▸ YOUR INSTRUCTIONS:
Leaving the pictures aside, transcribe the data below exactly.

▸ DATA EXTRACTS:
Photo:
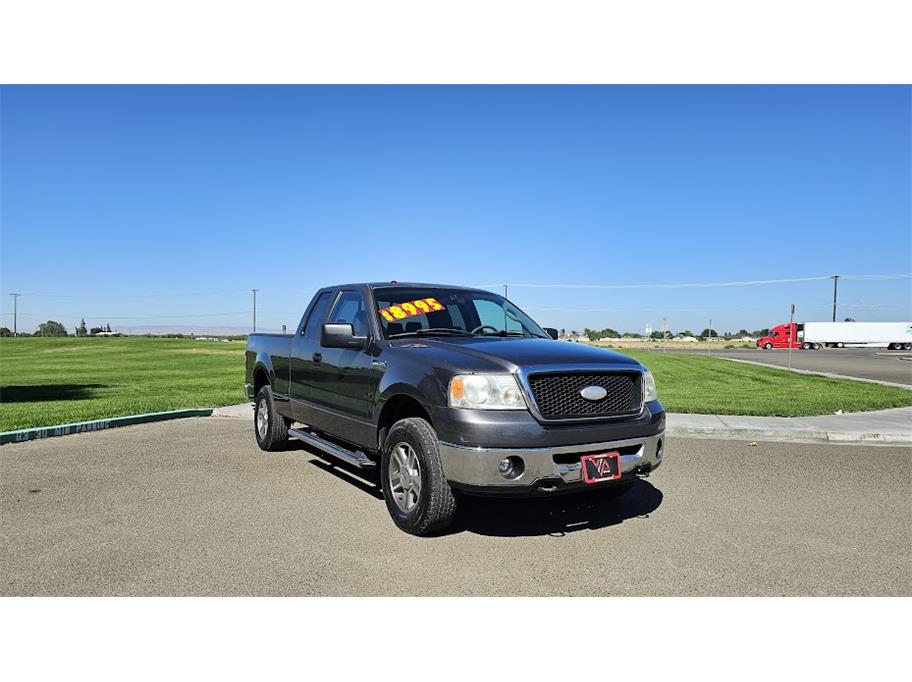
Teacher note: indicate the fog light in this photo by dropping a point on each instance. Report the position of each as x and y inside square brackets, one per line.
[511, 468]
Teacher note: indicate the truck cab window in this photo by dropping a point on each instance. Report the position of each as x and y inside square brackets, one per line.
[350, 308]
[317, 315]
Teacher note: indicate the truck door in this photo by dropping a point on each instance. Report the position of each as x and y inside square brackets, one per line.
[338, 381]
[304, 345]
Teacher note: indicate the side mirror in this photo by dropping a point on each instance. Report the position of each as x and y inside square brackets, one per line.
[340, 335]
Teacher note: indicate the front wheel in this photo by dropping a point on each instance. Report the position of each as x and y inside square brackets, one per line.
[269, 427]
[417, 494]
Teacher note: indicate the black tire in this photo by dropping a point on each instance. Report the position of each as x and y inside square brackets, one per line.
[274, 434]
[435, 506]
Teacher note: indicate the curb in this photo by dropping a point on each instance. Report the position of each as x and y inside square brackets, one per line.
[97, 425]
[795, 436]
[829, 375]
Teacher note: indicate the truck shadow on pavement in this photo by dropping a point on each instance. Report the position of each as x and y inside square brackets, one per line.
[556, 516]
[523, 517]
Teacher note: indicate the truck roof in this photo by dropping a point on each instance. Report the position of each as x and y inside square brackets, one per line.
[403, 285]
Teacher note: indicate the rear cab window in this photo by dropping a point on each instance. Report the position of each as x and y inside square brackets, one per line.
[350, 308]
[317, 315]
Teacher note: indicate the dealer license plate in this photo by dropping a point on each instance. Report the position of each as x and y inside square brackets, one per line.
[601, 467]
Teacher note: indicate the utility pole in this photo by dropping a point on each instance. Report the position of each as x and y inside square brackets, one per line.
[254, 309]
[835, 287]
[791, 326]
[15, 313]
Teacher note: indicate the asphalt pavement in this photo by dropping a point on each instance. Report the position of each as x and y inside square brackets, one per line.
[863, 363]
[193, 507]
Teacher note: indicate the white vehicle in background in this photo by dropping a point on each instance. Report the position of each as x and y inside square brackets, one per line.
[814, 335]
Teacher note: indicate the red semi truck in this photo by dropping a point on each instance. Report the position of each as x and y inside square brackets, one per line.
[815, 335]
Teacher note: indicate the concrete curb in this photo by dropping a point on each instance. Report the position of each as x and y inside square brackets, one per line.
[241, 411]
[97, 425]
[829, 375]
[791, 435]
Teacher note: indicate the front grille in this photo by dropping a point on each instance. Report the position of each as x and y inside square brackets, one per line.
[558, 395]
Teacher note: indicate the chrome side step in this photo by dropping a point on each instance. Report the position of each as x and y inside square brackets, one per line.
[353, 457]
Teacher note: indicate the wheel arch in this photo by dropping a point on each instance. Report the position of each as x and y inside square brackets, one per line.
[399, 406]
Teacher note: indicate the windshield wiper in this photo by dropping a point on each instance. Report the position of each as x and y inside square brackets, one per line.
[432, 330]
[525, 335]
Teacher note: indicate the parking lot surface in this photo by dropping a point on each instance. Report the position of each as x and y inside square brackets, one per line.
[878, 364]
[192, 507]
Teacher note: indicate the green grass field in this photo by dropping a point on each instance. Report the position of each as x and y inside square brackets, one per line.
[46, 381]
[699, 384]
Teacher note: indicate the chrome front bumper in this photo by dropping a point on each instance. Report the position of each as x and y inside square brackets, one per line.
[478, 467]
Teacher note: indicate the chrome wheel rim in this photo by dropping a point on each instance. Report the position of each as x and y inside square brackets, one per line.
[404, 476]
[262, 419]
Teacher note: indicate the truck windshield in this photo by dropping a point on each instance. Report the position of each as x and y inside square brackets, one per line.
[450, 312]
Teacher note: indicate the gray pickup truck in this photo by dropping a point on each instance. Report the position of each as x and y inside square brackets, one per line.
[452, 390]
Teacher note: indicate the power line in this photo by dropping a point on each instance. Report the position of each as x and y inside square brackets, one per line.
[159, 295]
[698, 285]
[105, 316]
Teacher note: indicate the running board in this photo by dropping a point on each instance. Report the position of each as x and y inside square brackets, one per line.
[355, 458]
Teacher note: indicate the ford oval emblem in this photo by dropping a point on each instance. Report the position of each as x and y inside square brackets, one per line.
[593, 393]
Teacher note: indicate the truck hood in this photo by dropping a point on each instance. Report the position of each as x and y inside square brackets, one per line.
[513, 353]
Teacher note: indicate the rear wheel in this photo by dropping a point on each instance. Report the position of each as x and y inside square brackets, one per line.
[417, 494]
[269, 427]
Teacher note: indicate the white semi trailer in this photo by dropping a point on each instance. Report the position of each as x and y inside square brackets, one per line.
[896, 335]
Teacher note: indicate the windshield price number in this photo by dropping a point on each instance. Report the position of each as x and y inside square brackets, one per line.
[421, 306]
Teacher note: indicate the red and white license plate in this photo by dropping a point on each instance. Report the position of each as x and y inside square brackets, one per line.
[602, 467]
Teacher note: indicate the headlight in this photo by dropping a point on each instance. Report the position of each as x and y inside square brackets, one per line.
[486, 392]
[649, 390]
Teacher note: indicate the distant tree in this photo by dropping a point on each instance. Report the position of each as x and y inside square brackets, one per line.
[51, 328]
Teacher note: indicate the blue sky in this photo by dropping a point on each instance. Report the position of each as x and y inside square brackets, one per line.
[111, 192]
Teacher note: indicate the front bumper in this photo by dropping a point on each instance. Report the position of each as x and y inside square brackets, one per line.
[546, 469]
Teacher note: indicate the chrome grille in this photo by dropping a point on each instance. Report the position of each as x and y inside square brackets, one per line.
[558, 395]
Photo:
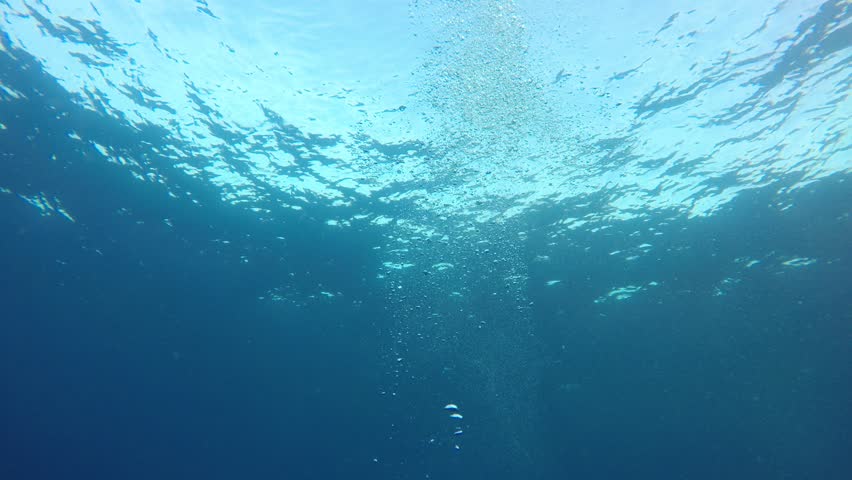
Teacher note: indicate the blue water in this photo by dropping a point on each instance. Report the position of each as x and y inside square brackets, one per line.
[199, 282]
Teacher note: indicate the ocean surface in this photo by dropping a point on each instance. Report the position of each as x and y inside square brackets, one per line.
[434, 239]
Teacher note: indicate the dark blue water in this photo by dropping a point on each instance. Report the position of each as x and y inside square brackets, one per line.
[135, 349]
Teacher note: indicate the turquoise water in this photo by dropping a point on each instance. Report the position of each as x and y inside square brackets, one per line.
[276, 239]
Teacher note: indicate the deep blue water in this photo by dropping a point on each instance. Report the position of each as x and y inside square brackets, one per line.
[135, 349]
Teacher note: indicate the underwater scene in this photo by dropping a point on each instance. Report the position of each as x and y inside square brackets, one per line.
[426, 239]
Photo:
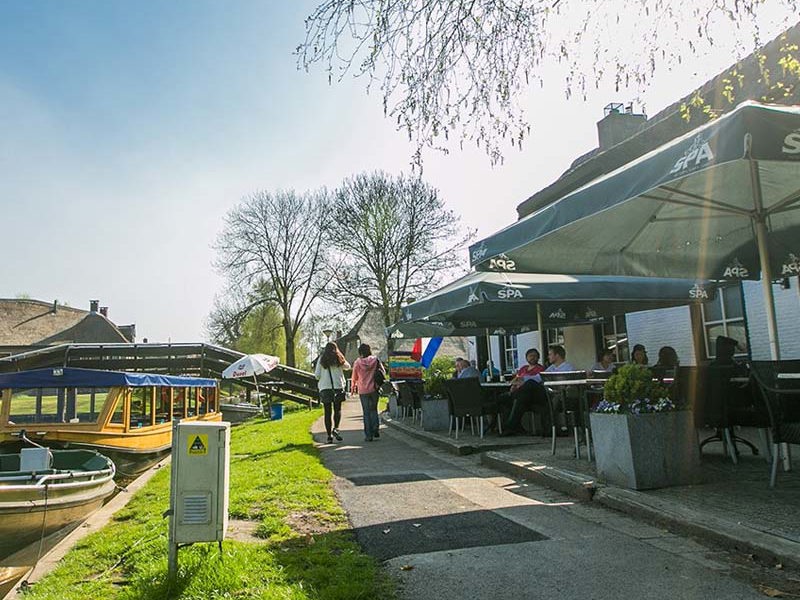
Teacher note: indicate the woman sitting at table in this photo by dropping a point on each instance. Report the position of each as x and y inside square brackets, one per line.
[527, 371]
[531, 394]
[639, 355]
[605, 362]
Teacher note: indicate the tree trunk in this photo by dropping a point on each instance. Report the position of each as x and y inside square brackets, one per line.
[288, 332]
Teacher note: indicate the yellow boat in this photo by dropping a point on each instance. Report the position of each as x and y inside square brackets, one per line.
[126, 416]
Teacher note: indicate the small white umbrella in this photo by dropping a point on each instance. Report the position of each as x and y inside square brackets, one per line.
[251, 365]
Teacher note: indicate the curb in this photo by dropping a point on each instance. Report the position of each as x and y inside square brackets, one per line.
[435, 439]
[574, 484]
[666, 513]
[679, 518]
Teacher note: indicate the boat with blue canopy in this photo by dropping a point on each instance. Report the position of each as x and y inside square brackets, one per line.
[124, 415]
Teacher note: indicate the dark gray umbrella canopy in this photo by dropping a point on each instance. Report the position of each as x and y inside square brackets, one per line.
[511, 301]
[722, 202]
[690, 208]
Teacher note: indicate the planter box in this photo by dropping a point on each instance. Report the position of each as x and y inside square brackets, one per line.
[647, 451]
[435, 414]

▸ SOLVED PROBLEM:
Photo:
Teacher note: indicate the fog light in this photo by dropping a point on each instance. Report the position of each as x and y inside square brackets, one per line.
[511, 468]
Teacher note: indicate the truck cab window in this photo by dropping a point on each instance. Report the position of each as x and y inside square brackets, one per line.
[350, 308]
[317, 315]
Teacher note: indicate the truck door in this photo by dropping a point on each instance. Report the position of each as x and y inside square brackets, one per line.
[338, 381]
[304, 345]
Teacher note: indicate the side mirror in this photo by dropping a point on each instance. Report the position of each as x and y inside square brackets, one per line.
[340, 335]
Teacher note: indicate the front wheel in this photo by dropping a point on each instance. Report the position of each as x and y inside square brackets, one per line.
[269, 427]
[417, 494]
Teacher note: indicate the black tire in this photo by dropping a point on each instance. Report the position of each as x and y inside square brackets, one per line.
[274, 434]
[435, 506]
Teacher note: indicate the curb in this photo by dropping a point on each instance. Report the position of each as x and y inside square brackets, one per line.
[97, 425]
[795, 436]
[829, 375]
Teacher note: indicate the truck shadow on pavement in this photo by dropping a point on each instance. Report the position of each as x and y inside square brackets, one per line.
[556, 516]
[523, 517]
Teacher note: indicate the truck roof in this photo by dropping a point on each instance. Report the position of each as x and y inside square brackets, one per line.
[403, 285]
Teacher note: indicate the rear cab window in this photo by dropping a point on each instance. Report the position of each as x and y inside square brackets, one per line.
[350, 308]
[317, 315]
Teacher note: indicate the dealer license plate in this photo by dropping a point on each instance. Report the position of each as x and y inside square brackets, one per line.
[601, 467]
Teacher note: indicate the utility pole in this photo by dropping a point on each instance. Report the position of each as x and y inside square brackets, one per line.
[254, 309]
[835, 287]
[791, 326]
[15, 313]
Teacher note: indicate the asphalt pavement in this photo by dropping a point on each instance. Report the position of each as x and y inside square brackets, one per line.
[863, 363]
[193, 507]
Teacher note: indicate the white vehicle in background in this photo by dropping a point on each instance. Report the position of each as x and y inside square brackets, one per line.
[814, 335]
Teacher note: indicate the red semi truck in this photo by dropping a point on each instance. Report the position of each as x and y inside square brackets, one per line.
[815, 335]
Teacher note: indicate the concrete curb in this photo by dropping a point on each instance. Report the position of each as x and y inside square brackets, one per line.
[241, 411]
[97, 425]
[829, 375]
[791, 435]
Teacher note: indicate the front grille in this photo by dropping a point on each instance. Report the position of each as x and y inside square brackets, one per line.
[558, 395]
Teacher note: indicate the chrome side step in this photo by dropping a point on each instance. Report the position of each as x and y inside square brackets, one per line.
[353, 457]
Teacher note: indicate the wheel arch in this photo by dropping a point on each instance. Report the position of each as x and y inside square brackets, one per line.
[399, 406]
Teacher note: indicate the windshield wiper in this photo by dropping a point on each instance. Report the position of each as x and y inside square brackets, one per line.
[432, 330]
[525, 335]
Teacher note: indicate the parking lot surface in this photo by dropping a point on each instance. Report the position of each as x and y inside square brackets, one per line.
[878, 364]
[192, 507]
Teacher note: indicate the green grass field in this photo by dropping a point on each instance. Report the position of each as x and y inside square brackets, one per line.
[46, 381]
[699, 384]
Teacher note: indicate the chrome front bumper in this photo by dropping a point on each instance. Report the position of each as x and y inside square brackets, one per line.
[478, 467]
Teacher note: indicate the chrome wheel rim in this photo by dropping a point on each instance. Report the position of each as x and y inside square brackets, one per line.
[404, 476]
[262, 419]
Teacher note: indicate the truck windshield in this photo by dropping a point on each instance. Report the position of each as x and y inside square brackets, one per line.
[450, 312]
Teacher note: indicate the gray pickup truck in this photo by dropping a point on each instance. Report the position of each as x and y inside square brackets, one per line.
[452, 390]
Teacher note: indicate the power line in this photo by dropping a point on each instance. Report the position of each as x and y inside square brackets, one per line.
[159, 295]
[698, 285]
[105, 316]
Teacher note: indicate the running board in this photo by dropping a point on each instance. Report the position of each as x and y inside square brackets, one per line.
[355, 458]
Teacher note: indicate the ford oval emblem in this photo by dropping a point on each instance. Report the position of each as x and y inside square brackets, one per line.
[593, 393]
Teacher note: indicate the truck hood in this photo by dropping a point on each instance. Report the position of each as x and y inside square brackets, one per line.
[513, 353]
Teacher note: indicate the rear wheel in this photo by dropping a point on each instance. Report the position of each as x and y inside square brackets, one per line.
[417, 494]
[269, 427]
Teacher note: indicate the white semi trailer in this photo by dropping a point on each instance. Report the position of each as x and y inside square brackets, one per line.
[896, 335]
Teacher note: indicate the windshield price number in this photo by dropping a point on each instance. Report the position of each as x and y inside square brackets, one per line.
[421, 306]
Teacher note: indicate the red and white license plate in this photo by dropping a point on each instance. Report the position of each as x and y inside square brackets, one per line.
[602, 467]
Teacher note: indicate the headlight in this photo by dropping a point on each instance. Report the position of each as x and y inside square brackets, one per line.
[486, 392]
[649, 390]
Teacher note: indicate the distant tree in this photo by dropping a point on each instance. Report the position of each as x and y inside square brackets, one per line.
[51, 328]
Teacher note: indicate the blue sky in this photo by dropping a point on each instance. Report the position of each as x and y inside square brackets, one per line.
[111, 192]
Teacher note: indicate the front bumper in this photo by dropping a point on each instance. Report the position of each as x and y inside square brackets, one per line.
[546, 469]
Teacher note: indicate the chrome grille in this photo by dropping a point on each instance. Report the position of each as x and y inside square brackets, one per line.
[558, 395]
Photo:
Teacher note: indicate the blue water in this photo by dropping a point on each instance. Report the position of each as x and y inside square brackets, one per line.
[199, 282]
Teacher note: indicate the ocean surface in this photo by dropping a point on each instance. Report the position of each as x and y inside square brackets, one per line.
[434, 239]
Teacher note: indicate the dark blue water in this photo by dropping a point on each instance. Report the position of each as x and y inside square brackets, one per line.
[135, 349]
Teacher note: indicate the turquoise water in this photo by dropping a point on each instance. Report the position of each as x and y inside square brackets, one per line.
[276, 239]
Teacher note: indicate the deep blue water in this photo by dropping a point on each instance. Report the position of each as x and y inside square brackets, one per line.
[135, 349]
Teacher note: indicate the underwater scene in this photo by dropping a point on each instance. Report the position of each as x and y inside square brackets, one per line.
[426, 239]
Photo:
Teacher note: indicate the woman sitting at table in this photo by dropping a point on each instance. Report the position of each as x and y inside square brackets, one per line.
[527, 371]
[531, 394]
[639, 355]
[605, 362]
Teacher note: indicate the tree trunk in this photo by dropping a point on each instance. Report the position of each as x and y inside square brackets, one per line.
[288, 332]
Teacher note: indicate the yellow boat in this photo by dropping a point on each instance. Report the position of each as x and y inside square brackets, one per line.
[126, 416]
Teacher note: indicate the small white umbrella in this photo by dropping a point on each instance. Report the position of each as x and y inside square brackets, one per line.
[251, 365]
Teacher note: indicate the curb in this photo by dropping a point on each instance. Report the position of each as x and y inside square brackets, one per line.
[435, 439]
[574, 484]
[666, 513]
[679, 518]
Teacher note: indicate the boat with blue canopy in this photo by dropping a point on each instance. Report the position of each as x and y inside square brackets, one per line.
[124, 415]
Teacher note: indicate the dark gray umbrella canopy in this photo by dropping a point on each instance. Report the position of each as x and y inside square brackets, one per line.
[511, 301]
[722, 202]
[690, 208]
Teacher note: indicate the planter box in this photo by dropping a point on each instance. Report the position of each as x and y inside square brackets, one per line.
[647, 451]
[435, 414]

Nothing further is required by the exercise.